__Quoted passage__.
════════════════════
To consolidate, disseminate, and gather information concerning the 710 expansion into our San Rafael neighborhood and into our surrounding neighborhoods. If you have an item that you would like posted on this blog, please e-mail the item to Peggy Drouet at pdrouet@earthlink.net
Tuesday, May 19, 2015
Bertha repair will take longer — there are lots of broken parts
Work had been set to resume in August, but now that’s not going to
happen. Officials emphasized, though, that progress is being made
elsewhere — tunnel entrances, for example.
With Bertha’s 2,000-ton cutter head assembly now above ground for repairs, unexpected damage has been found further inside.
Now that stalled tunnel machine Bertha’s front end is
disassembled, the damage looks worse than project experts thought — and
contractors will miss their goal to resume digging in August.
Not only did grit penetrate the rubber bearing seals, but the steel
casings around the seals broke apart, sending fragments into the drive
gears.
Some
teeth are cracked in the giant bull gear, which rotates the circular
drill face, as well as several pinion gears that are spun by 24 electric
motors.
The news was revealed Monday morning by Todd Trepanier, administrator for the state’s Highway 99 replacement project, at a Seattle City Council briefing.
Bertha,
the world’s biggest tunnel-boring machine, overheated and quit digging
on Dec. 6, 2013. The machine is stuck near Pioneer Square, some 1,083
feet into the 9,270-foot route from Sodo to South Lake Union.
The highway tunnel has lapsed two years behind schedule, and is now estimated to open in early 2017.
════════════════════
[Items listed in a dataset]

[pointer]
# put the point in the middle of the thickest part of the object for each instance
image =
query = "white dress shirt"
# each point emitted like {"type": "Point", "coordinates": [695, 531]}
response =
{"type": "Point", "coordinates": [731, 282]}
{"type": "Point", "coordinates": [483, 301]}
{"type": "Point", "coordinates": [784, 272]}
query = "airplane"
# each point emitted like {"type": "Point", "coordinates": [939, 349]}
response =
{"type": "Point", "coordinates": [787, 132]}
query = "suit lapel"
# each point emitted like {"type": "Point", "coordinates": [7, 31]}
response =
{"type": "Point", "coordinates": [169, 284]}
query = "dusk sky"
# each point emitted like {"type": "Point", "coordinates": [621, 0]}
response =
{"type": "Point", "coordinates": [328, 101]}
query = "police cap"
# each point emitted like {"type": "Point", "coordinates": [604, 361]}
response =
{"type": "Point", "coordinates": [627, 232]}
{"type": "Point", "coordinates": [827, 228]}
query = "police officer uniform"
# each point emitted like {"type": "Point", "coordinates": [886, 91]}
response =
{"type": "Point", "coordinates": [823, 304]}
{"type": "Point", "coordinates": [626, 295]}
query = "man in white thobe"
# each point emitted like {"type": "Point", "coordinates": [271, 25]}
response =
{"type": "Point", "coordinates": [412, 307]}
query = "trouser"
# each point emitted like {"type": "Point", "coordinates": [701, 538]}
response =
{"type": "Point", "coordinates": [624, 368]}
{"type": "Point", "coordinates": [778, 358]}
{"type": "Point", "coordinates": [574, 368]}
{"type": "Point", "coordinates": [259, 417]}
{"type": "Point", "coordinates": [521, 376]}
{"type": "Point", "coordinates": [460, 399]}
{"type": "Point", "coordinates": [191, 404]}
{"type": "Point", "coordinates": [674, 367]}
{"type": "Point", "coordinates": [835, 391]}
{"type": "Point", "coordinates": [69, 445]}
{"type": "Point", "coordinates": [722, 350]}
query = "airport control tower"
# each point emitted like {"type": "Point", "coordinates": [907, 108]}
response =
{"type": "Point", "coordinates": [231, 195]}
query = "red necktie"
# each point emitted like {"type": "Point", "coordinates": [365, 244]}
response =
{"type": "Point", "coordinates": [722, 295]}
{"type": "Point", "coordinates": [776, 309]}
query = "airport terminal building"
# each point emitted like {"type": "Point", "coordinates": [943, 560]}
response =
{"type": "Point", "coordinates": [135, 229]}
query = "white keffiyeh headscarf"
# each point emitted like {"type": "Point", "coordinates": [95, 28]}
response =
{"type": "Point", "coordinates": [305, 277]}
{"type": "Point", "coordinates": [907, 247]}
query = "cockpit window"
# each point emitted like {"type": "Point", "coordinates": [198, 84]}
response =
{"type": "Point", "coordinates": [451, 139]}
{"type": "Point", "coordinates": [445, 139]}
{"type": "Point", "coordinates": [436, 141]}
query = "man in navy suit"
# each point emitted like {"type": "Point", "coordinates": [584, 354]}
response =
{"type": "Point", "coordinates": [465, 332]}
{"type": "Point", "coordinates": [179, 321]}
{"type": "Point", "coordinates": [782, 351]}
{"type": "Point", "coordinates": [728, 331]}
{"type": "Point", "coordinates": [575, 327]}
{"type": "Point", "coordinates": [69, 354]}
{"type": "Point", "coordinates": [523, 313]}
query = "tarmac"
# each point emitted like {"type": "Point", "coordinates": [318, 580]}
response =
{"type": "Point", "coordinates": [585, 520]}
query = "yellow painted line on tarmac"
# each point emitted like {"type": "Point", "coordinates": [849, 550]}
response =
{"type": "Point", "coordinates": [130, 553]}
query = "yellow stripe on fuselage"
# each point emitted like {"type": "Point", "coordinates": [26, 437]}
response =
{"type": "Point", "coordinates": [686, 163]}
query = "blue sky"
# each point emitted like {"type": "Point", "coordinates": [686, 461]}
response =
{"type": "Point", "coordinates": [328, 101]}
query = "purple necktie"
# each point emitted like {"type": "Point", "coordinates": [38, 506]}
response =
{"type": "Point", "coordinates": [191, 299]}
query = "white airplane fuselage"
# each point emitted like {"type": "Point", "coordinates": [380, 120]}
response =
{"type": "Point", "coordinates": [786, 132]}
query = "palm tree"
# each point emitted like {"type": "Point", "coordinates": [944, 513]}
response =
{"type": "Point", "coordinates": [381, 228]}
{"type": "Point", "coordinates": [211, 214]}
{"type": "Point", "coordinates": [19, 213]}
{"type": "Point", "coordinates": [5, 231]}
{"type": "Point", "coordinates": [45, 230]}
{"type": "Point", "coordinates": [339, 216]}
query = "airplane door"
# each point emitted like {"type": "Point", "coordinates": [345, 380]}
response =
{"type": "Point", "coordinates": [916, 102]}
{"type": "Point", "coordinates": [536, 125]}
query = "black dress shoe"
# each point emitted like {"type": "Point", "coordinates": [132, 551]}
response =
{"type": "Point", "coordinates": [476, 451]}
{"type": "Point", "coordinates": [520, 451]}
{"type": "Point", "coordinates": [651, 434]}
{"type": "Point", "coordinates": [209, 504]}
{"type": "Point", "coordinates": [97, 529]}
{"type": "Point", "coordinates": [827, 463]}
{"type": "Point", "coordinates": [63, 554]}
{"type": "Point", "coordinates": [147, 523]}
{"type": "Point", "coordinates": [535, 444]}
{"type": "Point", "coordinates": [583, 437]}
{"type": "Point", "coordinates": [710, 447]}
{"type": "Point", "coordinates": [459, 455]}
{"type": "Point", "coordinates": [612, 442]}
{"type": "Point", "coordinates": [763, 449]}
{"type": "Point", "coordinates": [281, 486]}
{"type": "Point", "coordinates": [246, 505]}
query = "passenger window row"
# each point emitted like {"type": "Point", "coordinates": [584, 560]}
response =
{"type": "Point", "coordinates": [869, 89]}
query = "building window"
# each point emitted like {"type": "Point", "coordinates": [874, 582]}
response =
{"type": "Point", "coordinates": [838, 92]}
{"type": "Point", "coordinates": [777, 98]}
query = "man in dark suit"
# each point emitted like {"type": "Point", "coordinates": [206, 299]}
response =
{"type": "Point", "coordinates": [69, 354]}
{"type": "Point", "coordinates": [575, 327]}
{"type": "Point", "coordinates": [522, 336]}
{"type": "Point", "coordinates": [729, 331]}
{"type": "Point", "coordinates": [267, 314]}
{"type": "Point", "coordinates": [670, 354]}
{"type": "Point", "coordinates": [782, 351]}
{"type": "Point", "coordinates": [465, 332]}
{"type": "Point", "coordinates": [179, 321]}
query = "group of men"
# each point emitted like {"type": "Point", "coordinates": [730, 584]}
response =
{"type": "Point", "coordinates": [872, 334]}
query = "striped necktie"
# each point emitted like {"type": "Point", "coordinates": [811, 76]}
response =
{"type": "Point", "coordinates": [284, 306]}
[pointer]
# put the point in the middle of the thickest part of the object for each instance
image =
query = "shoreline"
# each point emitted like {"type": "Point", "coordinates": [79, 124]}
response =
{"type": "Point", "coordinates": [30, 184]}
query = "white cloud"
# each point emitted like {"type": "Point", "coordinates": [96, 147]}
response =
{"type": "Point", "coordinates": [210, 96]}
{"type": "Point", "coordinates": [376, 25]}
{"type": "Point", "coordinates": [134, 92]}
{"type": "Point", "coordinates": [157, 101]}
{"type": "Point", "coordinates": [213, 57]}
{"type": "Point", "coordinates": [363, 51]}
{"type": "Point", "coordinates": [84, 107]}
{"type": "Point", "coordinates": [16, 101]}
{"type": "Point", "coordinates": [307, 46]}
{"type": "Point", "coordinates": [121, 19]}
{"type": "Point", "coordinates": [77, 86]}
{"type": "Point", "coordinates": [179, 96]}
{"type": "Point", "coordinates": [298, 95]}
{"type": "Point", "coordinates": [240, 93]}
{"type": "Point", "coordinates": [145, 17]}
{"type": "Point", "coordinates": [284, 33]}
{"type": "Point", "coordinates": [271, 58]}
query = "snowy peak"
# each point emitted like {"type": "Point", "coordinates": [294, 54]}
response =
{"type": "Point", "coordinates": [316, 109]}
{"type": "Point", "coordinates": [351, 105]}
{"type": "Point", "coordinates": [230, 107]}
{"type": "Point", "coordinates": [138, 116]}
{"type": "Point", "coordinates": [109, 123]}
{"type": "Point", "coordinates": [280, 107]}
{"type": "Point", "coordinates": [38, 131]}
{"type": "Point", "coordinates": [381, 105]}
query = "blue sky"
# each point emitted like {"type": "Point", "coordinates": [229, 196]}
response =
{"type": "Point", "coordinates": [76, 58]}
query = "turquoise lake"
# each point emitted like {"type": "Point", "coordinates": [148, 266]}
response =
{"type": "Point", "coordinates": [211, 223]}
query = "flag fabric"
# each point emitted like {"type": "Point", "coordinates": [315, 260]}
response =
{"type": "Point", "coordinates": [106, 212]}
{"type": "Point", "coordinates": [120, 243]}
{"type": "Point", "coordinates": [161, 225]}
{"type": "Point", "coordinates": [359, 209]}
════════════════════
__Stated task 1__.
According to the Bertha article, on what date did the machine overheat and stop digging?
__Stated task 2__.
Please restate the part of the Bertha article that opens with the words containing "With Bertha’s 2,000-ton" and closes with "City Council briefing.", swapping "bull gear" for "ring gear".
These items have no connection to the Bertha article.

__Exercise answer 1__.
Dec. 6, 2013.

__Exercise answer 2__.
With Bertha’s 2,000-ton cutter head assembly now above ground for repairs, unexpected damage has been found further inside.
Now that stalled tunnel machine Bertha’s front end is
disassembled, the damage looks worse than project experts thought — and
contractors will miss their goal to resume digging in August.
Not only did grit penetrate the rubber bearing seals, but the steel
casings around the seals broke apart, sending fragments into the drive
gears.
Some
teeth are cracked in the giant ring gear, which rotates the circular
drill face, as well as several pinion gears that are spun by 24 electric
motors.
The news was revealed Monday morning by Todd Trepanier, administrator for the state’s Highway 99 replacement project, at a Seattle City Council briefing.